Complete the following -
[1] In the text about the proposed Math.imul function, which major operation lacks a clear implementation pattern with existing JavaScript operators?
[2] Pick up the text about the proposed Math.imul function after its final line and write what comes next.

Document text -
______________________________

But you can't do the same trick with multiplication, because multiplying large numbers may lose low bits of precision when it overflows to double. So Emscripten has a compiler switch where you can do the fast-but-incorrect (a*b)|0 or you can do a slow-but-correct pure-JS multiply, which has to split the operation into two multiplications with manual carry. As it turns out, multiplication is the only major operation that doesn't have a clear implementation pattern with existing JS operators.

The semantics is straightforward:

Math.imul(a, b) === ToInt32((ToUint32(a) x ToUint32(b)) mod 2^32)

In other words, convert the two arguments to 32-bit integers and "do what C does." The result is signed, simply as a convention -- signed and unsigned integers are isomorphic (ToUint32 and ToInt32 form the bijection between them). We could also consider adding Math.umul:

Math.umul(a, b) === ToUint32((ToUint32(a) x ToUint32(b)) mod 2^32)

______________________________

Given records -
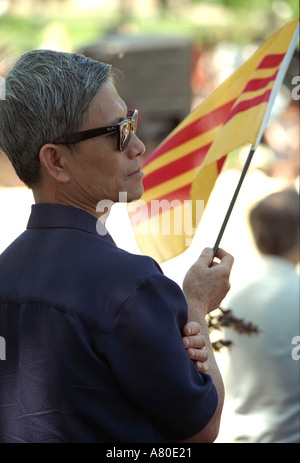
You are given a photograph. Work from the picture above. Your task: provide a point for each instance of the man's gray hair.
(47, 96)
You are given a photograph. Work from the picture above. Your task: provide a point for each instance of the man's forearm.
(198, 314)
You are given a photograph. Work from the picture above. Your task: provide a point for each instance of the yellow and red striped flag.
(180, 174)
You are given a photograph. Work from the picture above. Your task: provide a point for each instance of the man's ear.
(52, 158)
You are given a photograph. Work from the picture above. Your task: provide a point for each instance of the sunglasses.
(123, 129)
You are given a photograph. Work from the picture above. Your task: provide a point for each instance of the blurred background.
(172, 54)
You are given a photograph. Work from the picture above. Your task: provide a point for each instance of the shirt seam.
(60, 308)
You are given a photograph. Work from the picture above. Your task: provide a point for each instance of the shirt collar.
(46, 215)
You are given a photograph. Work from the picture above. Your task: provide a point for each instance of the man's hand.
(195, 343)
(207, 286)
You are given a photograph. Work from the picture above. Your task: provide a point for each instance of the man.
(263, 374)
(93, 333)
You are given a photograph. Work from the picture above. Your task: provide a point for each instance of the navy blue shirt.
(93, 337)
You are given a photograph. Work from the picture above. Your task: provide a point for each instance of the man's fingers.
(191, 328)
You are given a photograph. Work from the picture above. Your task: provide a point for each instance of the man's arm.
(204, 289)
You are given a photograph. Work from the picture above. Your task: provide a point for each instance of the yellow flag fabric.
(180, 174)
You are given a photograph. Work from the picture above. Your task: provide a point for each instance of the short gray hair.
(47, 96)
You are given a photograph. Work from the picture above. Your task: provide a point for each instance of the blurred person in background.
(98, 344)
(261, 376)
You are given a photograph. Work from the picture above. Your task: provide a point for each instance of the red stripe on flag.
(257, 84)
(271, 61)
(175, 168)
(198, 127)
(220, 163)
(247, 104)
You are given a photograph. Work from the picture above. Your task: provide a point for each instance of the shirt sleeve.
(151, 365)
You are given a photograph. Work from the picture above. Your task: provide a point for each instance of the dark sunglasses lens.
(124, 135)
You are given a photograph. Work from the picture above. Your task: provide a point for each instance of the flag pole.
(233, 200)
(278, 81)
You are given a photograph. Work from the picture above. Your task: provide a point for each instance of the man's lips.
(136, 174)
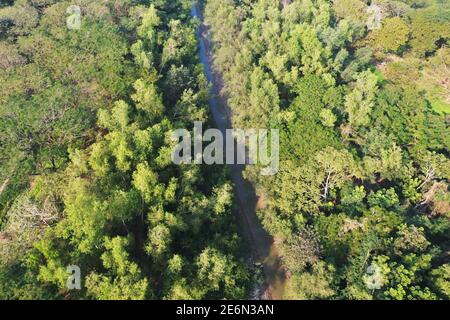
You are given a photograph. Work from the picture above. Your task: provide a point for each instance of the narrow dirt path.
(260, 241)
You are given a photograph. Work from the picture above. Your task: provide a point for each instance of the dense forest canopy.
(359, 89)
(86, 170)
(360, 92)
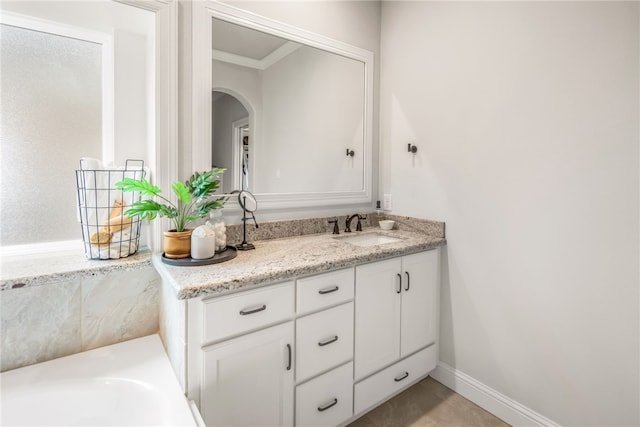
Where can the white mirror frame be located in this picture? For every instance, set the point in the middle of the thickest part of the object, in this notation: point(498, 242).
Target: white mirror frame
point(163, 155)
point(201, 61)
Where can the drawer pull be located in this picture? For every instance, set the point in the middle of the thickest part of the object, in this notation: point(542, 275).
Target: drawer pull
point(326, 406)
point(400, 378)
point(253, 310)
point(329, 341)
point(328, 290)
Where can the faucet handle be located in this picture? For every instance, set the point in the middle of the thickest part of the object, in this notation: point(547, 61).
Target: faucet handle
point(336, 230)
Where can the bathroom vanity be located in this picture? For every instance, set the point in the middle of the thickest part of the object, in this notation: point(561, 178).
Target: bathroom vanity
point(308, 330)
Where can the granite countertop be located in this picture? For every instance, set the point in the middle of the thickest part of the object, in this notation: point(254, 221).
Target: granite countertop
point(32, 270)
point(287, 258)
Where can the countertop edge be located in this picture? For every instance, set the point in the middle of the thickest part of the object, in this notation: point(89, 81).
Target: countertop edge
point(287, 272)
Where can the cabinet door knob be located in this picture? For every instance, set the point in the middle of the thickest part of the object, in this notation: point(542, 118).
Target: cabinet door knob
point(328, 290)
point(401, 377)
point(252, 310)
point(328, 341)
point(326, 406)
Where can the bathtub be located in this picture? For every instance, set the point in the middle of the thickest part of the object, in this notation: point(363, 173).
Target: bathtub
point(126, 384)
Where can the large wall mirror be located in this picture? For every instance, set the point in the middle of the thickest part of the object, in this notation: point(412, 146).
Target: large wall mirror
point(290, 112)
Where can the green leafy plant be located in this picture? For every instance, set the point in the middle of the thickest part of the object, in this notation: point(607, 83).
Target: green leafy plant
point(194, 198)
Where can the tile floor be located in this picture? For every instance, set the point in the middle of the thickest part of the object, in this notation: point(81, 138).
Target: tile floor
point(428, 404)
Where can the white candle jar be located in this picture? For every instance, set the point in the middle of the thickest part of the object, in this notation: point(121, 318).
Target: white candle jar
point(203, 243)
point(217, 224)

______________________________

In response -
[1] Multiplication.

[2]
but it's not strictly necessary; it's equivalent to:

Math.imul(a, b)>>>0

It might be nice to have Math.umul available out of the box, but for Emscripten and Mandreel, only one of the two is strictly necessary.

At any rate, this function would be easy for JS engines to implement and optimize, and code generators could benefit from it immediately on engines that support it.

I believe we could add this to the ES6 extended Math operations, because it's extremely simple and well-understood; there's no design necessary.